(Records)
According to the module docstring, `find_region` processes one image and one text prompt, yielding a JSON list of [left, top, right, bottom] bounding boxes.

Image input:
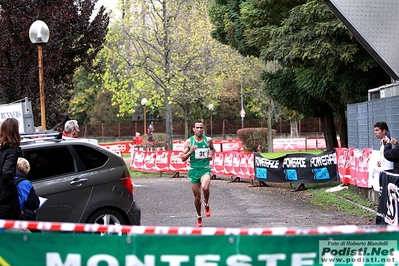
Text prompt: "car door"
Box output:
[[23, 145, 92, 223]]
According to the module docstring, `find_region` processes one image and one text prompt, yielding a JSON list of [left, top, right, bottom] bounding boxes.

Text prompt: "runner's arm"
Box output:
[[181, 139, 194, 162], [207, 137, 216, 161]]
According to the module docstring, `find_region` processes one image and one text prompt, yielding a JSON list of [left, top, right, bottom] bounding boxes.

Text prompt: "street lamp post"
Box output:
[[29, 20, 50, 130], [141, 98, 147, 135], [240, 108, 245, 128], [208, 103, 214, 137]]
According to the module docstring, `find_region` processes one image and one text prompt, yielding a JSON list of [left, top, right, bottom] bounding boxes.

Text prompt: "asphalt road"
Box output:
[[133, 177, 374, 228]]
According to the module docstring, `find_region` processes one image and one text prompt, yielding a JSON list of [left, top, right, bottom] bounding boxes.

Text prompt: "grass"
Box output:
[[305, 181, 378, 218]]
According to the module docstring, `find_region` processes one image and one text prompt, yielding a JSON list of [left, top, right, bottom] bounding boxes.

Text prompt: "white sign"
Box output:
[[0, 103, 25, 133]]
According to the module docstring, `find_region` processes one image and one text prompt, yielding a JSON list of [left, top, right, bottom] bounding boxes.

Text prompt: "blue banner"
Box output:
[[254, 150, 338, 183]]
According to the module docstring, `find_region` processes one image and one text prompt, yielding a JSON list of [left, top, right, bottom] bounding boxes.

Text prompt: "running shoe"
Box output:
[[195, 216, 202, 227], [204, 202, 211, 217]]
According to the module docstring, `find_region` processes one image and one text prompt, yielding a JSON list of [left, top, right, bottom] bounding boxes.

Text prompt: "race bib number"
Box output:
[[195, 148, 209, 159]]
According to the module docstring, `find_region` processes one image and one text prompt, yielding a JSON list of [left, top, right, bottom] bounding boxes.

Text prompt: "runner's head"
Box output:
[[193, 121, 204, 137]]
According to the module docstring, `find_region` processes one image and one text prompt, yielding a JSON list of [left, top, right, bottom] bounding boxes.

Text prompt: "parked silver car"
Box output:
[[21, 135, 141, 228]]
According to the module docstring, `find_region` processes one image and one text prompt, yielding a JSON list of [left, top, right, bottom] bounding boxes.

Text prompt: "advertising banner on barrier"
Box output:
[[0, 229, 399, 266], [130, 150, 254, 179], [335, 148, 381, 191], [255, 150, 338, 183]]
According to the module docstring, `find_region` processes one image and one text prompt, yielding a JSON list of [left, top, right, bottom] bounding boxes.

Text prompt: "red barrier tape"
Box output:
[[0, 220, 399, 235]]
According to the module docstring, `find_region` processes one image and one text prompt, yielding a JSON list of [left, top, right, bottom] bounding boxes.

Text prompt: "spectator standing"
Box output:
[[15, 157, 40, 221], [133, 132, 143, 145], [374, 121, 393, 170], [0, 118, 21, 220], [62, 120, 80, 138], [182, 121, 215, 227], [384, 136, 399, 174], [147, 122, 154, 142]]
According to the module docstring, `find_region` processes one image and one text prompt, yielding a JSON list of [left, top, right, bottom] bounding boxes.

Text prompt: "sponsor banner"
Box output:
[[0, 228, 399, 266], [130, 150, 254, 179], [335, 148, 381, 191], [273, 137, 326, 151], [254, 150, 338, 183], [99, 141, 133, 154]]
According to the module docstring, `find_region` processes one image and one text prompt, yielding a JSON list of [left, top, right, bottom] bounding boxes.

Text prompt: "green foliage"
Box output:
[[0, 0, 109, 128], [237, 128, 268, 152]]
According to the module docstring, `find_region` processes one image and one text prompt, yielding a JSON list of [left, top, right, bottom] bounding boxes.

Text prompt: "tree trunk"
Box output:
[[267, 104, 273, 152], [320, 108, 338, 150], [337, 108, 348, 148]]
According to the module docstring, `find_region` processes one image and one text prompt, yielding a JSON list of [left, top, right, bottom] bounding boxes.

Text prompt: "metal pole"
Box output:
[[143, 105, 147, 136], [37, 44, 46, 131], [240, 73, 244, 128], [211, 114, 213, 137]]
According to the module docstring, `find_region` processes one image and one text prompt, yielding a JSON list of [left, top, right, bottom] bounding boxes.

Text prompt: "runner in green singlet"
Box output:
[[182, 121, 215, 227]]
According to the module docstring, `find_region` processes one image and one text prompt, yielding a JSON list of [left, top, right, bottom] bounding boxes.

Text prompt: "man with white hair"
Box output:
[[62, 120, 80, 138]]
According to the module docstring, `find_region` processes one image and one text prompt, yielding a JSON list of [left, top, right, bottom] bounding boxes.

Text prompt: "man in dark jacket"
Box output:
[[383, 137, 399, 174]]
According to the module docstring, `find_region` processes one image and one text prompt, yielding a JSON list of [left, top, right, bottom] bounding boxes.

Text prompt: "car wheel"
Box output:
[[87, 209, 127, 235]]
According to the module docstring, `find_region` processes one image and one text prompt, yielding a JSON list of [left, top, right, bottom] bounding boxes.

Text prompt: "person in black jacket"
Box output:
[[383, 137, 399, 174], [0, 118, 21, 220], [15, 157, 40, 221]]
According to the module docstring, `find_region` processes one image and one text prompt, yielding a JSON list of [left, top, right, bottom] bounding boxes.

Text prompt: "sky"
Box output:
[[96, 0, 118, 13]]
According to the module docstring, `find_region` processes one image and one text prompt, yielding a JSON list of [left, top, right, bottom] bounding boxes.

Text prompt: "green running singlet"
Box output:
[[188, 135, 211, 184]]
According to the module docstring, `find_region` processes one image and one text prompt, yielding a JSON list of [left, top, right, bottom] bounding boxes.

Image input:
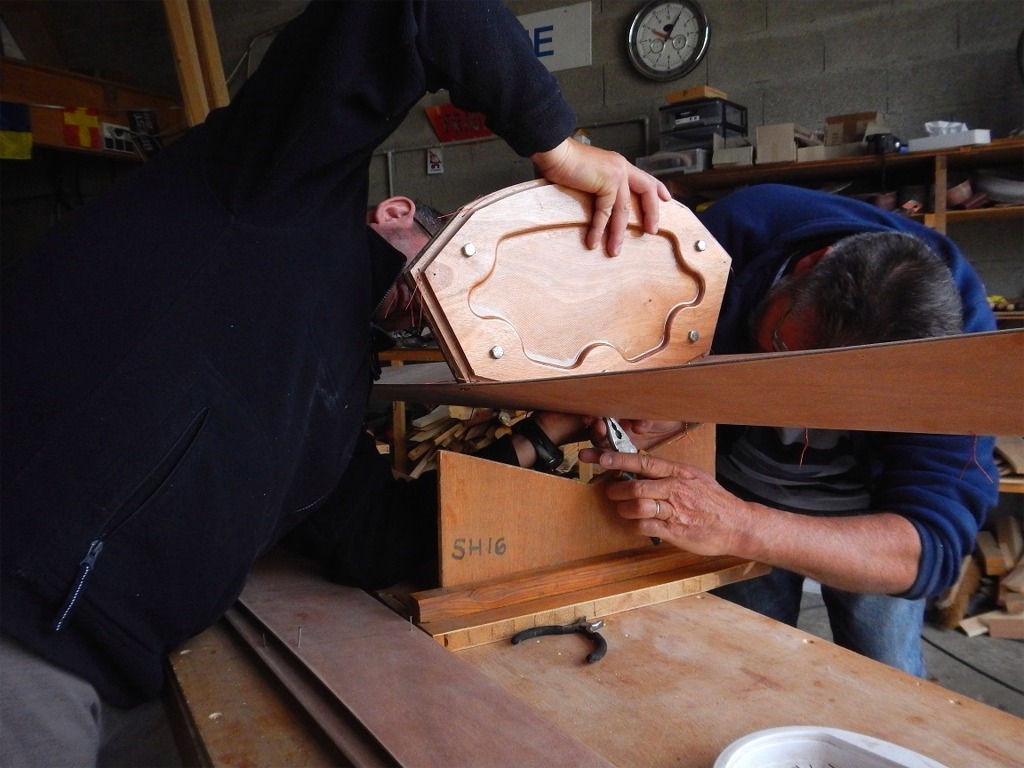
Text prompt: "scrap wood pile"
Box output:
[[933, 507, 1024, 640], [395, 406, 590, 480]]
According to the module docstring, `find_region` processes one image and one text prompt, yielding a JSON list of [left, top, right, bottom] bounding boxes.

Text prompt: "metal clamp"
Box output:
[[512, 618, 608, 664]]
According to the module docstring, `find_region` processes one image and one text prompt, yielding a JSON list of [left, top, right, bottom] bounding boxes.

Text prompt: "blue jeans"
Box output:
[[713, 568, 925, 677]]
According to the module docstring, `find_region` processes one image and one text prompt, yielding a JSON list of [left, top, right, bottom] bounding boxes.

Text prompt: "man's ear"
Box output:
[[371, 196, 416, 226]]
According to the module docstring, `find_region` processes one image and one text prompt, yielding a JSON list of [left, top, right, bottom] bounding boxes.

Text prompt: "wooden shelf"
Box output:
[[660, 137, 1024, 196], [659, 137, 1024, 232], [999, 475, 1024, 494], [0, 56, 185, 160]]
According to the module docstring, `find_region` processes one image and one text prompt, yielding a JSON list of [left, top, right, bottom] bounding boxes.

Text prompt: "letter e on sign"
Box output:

TASK GOAL: Put the stretch of the listing from its start through the line containing "[[195, 148, 209, 159]]" into a JSON list of strings, one string per line and no blank lines. Leave the pictures out of the answer.

EXERCISE RESULT:
[
  "According to the module docstring, `find_region` processes one image and one text prompt, yielding a JSON list of [left, top, right, bottom] bounding boxes.",
  "Image input:",
  "Text prompt: \"car door\"",
  "Box output:",
  "[[23, 145, 92, 223]]",
  "According to the module docstring, `find_region` processes one image and one text prompt, yielding a JSON list of [left, top, right, bottom] bounding boxes.",
  "Text prompt: \"runner's arm\"",
  "Box output:",
  "[[181, 139, 194, 162], [207, 137, 216, 161]]",
  "According to the module docstring, `find_region` processes one image and one text prompt, yielding a JSON list of [left, top, right, bottom] bounding boxes.",
  "Text prompt: \"street lamp post\"",
  "Box output:",
  "[[29, 20, 50, 130], [141, 98, 147, 135], [240, 108, 245, 128], [208, 103, 214, 137]]",
  "According to the module docstring, `find_region` processes one image and one text prompt, yielding a JSON list of [left, top, right, bottom] bounding boxes.",
  "Text prompt: \"asphalt road\"",
  "Box output:",
  "[[133, 177, 374, 228]]",
  "According to the module docstring, `find_region` processes one image and one text prompt, yielding a JSON list of [left, top, right, bottom] bounding boxes.",
  "Text prompt: \"grass\"",
  "Box output:",
  "[[305, 181, 378, 218]]",
  "According to the module docstring, `find_region` processes one image and one text prompt, yielding a JSON list of [left, top, right, bottom] bounding boxes.",
  "Text prompt: \"white sign\"",
  "Box output:",
  "[[0, 103, 25, 133]]",
  "According to the module docstring, `find_region` processes one image and one text prompt, yielding a JSON list of [left, top, right, bottom] bounding boxes.",
  "Text prompt: \"blue banner\"",
  "Box output:",
  "[[254, 150, 338, 183]]",
  "According to the module docstring, `find_region` processes one image and one text prompt, yielding a JSON list of [left, top, right, bottom] bounding boxes.",
  "Text prompt: \"running shoe\"",
  "Box output:",
  "[[195, 216, 202, 227], [204, 202, 211, 217]]",
  "According to the module docstring, `find_region` processes one image and one text prompt, yielding a JSON list of [left, top, right, bottom] bounding boxes.",
  "Text prompt: \"race bib number\"",
  "Box output:",
  "[[195, 148, 209, 159]]"
]